Begin

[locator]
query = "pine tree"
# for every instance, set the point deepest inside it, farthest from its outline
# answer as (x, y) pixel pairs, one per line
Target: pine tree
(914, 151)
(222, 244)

End

WHAT THE EXERCISE ASKS: Copy every line of the records above in full, keeping all their lines, but multiply each x and y coordinate in the answers by 1.6 and round to the nearest whole number, with halves rounded up.

EXPECTED OUTPUT:
[locator]
query = "pine tree"
# for every instance, set the point deepest inside it, farthest from its outline
# answer as (x, y) pixel pairs, one per line
Target: pine tree
(1462, 242)
(355, 390)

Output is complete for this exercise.